* Task to complete
Reproduce verbatim the passage of the relationship advice below, starting with "4/22/12: If you have" and going on through "around. ~Jane Hahn.".

* Page excerpt
4. Help when help is needed don't wait to be asked. Offer help if you think it may be needed. Caution: if it's obvious there's a need and you have an attitude of the other person is quite capable of handling it and don't make an offer it can be interpreted as lack of caring. If you are thinking you're too tired to help with something believe me the other person is just as tired. Better to offer and be turned down than be resented because someone thought you didn't care at all or were just too darn lazy. ~Jane Steel Hahn

7/29/12: Relationship advice from Momma Hahn.

It's one thing to know you are with a person who totally accepts you for who and what kind of person you are. It's another thing to treat that person as if he/she is just "one of the guys" or "one of the girls" all the time. The minute you stop thinking of and treating your special person as someone who deserves more than average respect, privileged privacy, protection and devotion the romance and relationship will suffer to some degree.

It's great to be able to be yourself with the one you love. It's even better to do what you can to treat your loved one like you would treat someone on a first date for as long as your relationship lasts.

If you wouldn't do certain things on a first date then don't make it a habit of doing those things as the relationship evolves. If you wouldn't say certain things on a first date then don't start a habit of saying those things as you get closer emotionally. Slip ups are acceptable but thinking manners and chivalry become less important as the person you love becomes more important is a mistake. Chivalry isn't dead unless you kill it. It applies to women as well as men. ~Jane Steel Hahn


6/6/12: It's a false premise that it's better to be with someone who makes us miserable than it is to be alone. It's easy to allow our hearts to shield us from the truth in our relationships. We invite pain and misery and end up in trouble when we let our heart take over our brain and then let another person determine our value.--Jane Steel Hahn

6/18/12: No matter how long a couple is together or married it's always nice to HEAR and SAY words of appreciation and love. I encourage others to continually look for something to appreciate in the one you love. When your heart is filled with gratitude it crowds out anger and resentment and always enhances your relationships. The same applies to those who are single. Love always starts from within.--Jane Steel Hahn

5/7/12: No relationship is perfect. Relationships aren't meant to be perfect. We are supposed to grow and learn from ALL of our relationships, not just dating or marriage but from friendships and family relationships too. If you have relationships that need healing please do what you can to start that process because none of us are guaranteed tomorrow. Love and hugs, Jane Hahn

5/11/12: Finding yourself "in love" can just happen. Being "in love" is a matter of choice. Maintaining a relationship and staying "in love" throughout that relationship is a commitment and a conscious decision that requires action by BOTH people.--Jane Steel Hahn

4/21/12: If you are in a relationship that is emotionally, physically or verbally abusive and you choose to stay in it telling others that this is where God wants you to be you are lying to yourself and to others and you are giving God a bad reputation.--Jane Hahn

4/22/12: Dating is supposed to be a way to try others on for compatibility. A FIRST date is NOT supposed to mean commitment. Each date after that is supposed to provide the opportunity to get to know each other until you find out whether or not you're truly compatible. Those who fall too fast should be handled with care by the other person. Those who choose to date "commitment-phobes" should keep him/herself aware of the risk of heartbreak. ~Jane Hahn

4/22/12: If you have loved and "lost" a relationship be thoughtful about to the type of person you are drawn to. Be careful not to choose the same type of person in your next relationship to improve your odds of having a better one the next time around. ~Jane Hahn.

* Entries supplied
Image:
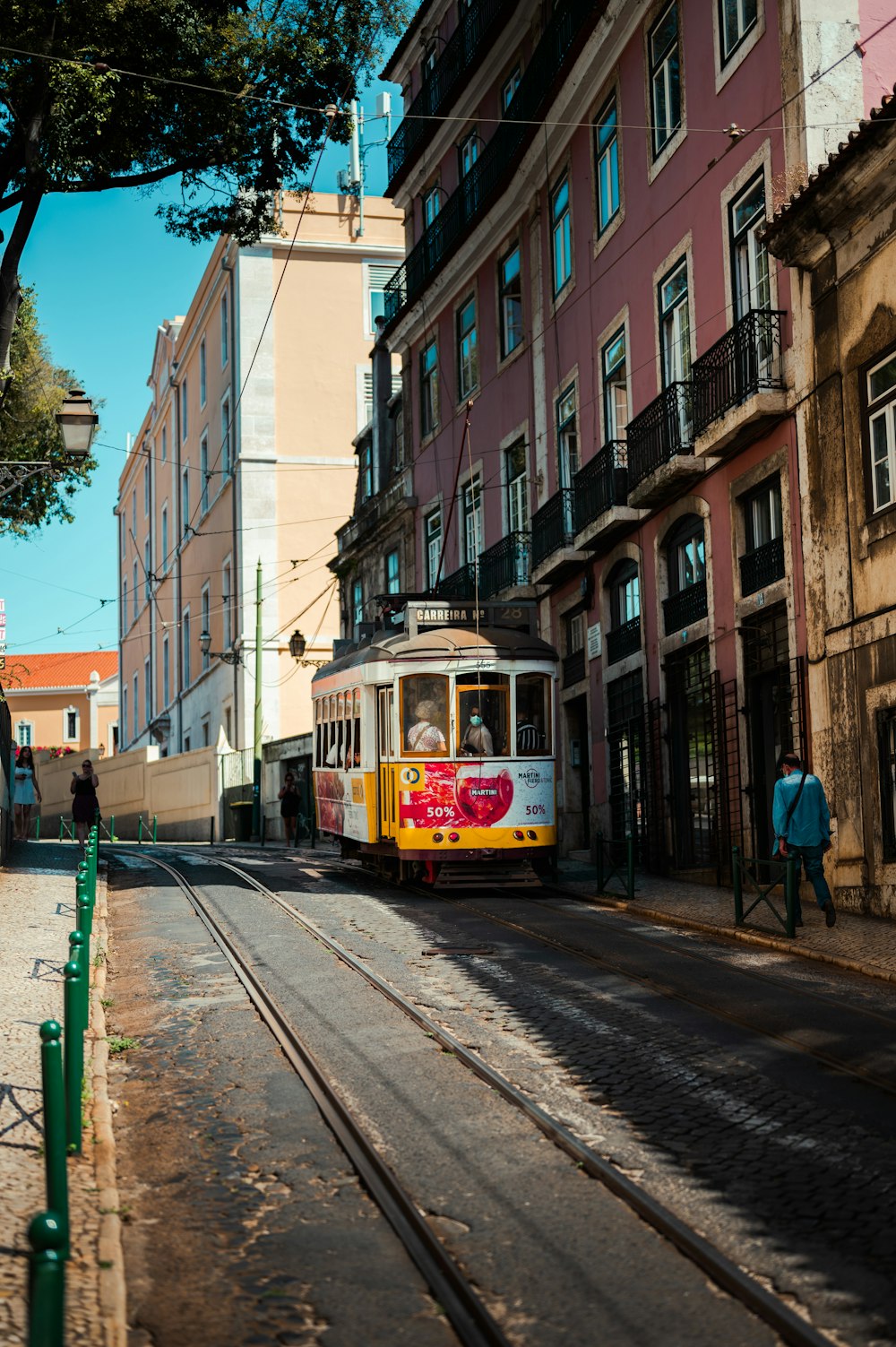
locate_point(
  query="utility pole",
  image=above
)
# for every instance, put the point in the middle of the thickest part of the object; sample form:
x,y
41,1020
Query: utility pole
x,y
256,765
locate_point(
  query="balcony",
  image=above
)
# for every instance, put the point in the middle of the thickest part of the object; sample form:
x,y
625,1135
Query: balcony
x,y
573,669
460,583
601,497
505,566
762,566
738,384
494,170
681,610
554,554
660,453
624,640
460,56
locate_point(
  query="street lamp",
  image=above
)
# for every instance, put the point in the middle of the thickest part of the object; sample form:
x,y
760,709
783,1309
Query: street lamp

* Result for this task
4/22/12: If you have loved and "lost" a relationship be thoughtful about to the type of person you are drawn to. Be careful not to choose the same type of person in your next relationship to improve your odds of having a better one the next time around. ~Jane Hahn.